## DOCUMENT SECTION
Start of Block
JACR: Radiologist-provider relations strained; rads need to get political
Never before have so many hospitals and their radiology practices parted company, and relationships between radiologists and the healthcare systems that they serve must be improved, according to an American College of Radiology (ACR) Task Force Report published June 1 in the Journal of the American College of Radiology.

The report, which focused on relations between radiologists, hospitals and other healthcare organizations, offered reasons why tensions between radiology groups and hospitals have been increasing and proposed several recommendations that can help improve relationships between radiology groups and healthcare systems.

“In a small percentage of cases, it is the radiology group that initiates the departure; however, in the overwhelming number of instances, it is the hospital that ousts the incumbents and seeks a new radiology group,” wrote lead author Cynthia S. Sherry, MD, chairman of the department of radiology at Texas Health Presbyterian Hospital Dallas.

Noting reasons that could lead to a breakdown in the contract between radiology practices and healthcare systems, Sherry and colleagues offered that there is greater ease in replacing radiology practices in today’s climate of many options for hospitals, and administrators are growing less reluctant to pursue these options due to stricter financial constraints and the growing trends of outsourcing via teleradiology. Another factor citing in the report was “turf issues”- or debate over which group of physicians, radiologists or nonradiologists, should provide particular types of imaging services within hospitals.

Despite these concerns, Sherry and her colleagues wrote that radiologists hold the power to increasing their level of value and can more strongly influence their tenure by building and maintaining relationships.
End of Block
## EXCERPTED RECORDS
Start of Block
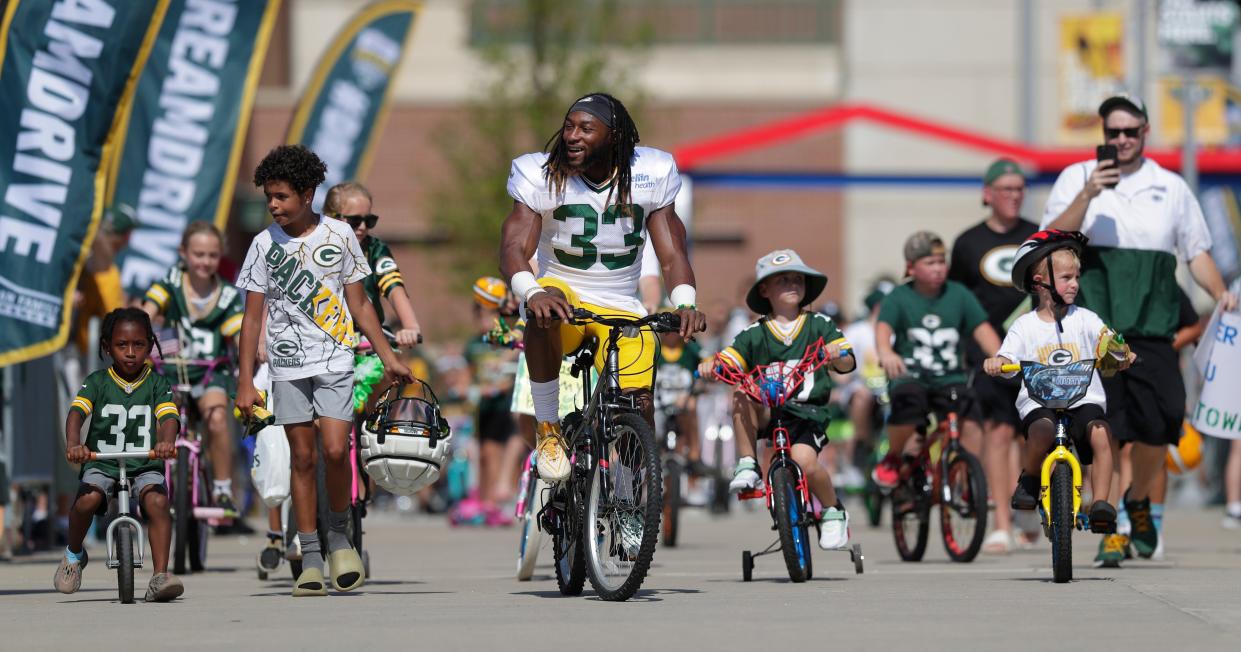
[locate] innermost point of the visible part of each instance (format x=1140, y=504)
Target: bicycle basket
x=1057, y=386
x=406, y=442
End of Block
Start of Block
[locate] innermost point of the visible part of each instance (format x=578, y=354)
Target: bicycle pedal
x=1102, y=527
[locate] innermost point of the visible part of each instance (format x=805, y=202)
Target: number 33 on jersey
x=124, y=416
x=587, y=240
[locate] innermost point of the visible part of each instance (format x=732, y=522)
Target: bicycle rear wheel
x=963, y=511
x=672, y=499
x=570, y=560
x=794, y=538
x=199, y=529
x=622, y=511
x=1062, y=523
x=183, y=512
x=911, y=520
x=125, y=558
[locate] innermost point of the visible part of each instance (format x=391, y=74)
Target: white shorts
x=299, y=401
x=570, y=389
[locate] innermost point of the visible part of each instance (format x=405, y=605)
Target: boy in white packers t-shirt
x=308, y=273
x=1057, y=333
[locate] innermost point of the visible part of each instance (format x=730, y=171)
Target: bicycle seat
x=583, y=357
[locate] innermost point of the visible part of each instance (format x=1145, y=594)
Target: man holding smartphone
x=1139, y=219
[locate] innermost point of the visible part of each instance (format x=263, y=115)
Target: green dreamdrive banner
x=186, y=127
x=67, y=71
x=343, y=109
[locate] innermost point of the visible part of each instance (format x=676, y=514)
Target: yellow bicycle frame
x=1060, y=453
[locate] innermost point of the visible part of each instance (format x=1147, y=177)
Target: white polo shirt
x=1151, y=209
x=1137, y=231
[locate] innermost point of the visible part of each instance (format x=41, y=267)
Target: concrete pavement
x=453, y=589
End of Block
Start of Block
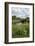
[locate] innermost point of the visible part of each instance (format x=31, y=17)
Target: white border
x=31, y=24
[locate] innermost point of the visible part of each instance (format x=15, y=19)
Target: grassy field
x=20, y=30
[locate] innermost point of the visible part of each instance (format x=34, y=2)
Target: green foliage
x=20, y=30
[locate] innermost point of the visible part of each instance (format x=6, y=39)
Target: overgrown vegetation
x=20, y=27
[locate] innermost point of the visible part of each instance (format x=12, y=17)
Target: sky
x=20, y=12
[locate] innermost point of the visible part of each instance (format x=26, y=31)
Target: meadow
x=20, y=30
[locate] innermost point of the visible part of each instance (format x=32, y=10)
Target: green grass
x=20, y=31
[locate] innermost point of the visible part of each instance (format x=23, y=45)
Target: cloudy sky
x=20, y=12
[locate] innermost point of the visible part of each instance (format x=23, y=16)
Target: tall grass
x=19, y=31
End of Block
## REQUIRED WORK
In the article on radiologist-hospital relations, reproduce the stretch from "Noting reasons that" through "services within hospitals." word for word.

## EXERCISE RESULT
Noting reasons that could lead to a breakdown in the contract between radiology practices and healthcare systems, Sherry and colleagues offered that there is greater ease in replacing radiology practices in today’s climate of many options for hospitals, and administrators are growing less reluctant to pursue these options due to stricter financial constraints and the growing trends of outsourcing via teleradiology. Another factor citing in the report was “turf issues”- or debate over which group of physicians, radiologists or nonradiologists, should provide particular types of imaging services within hospitals.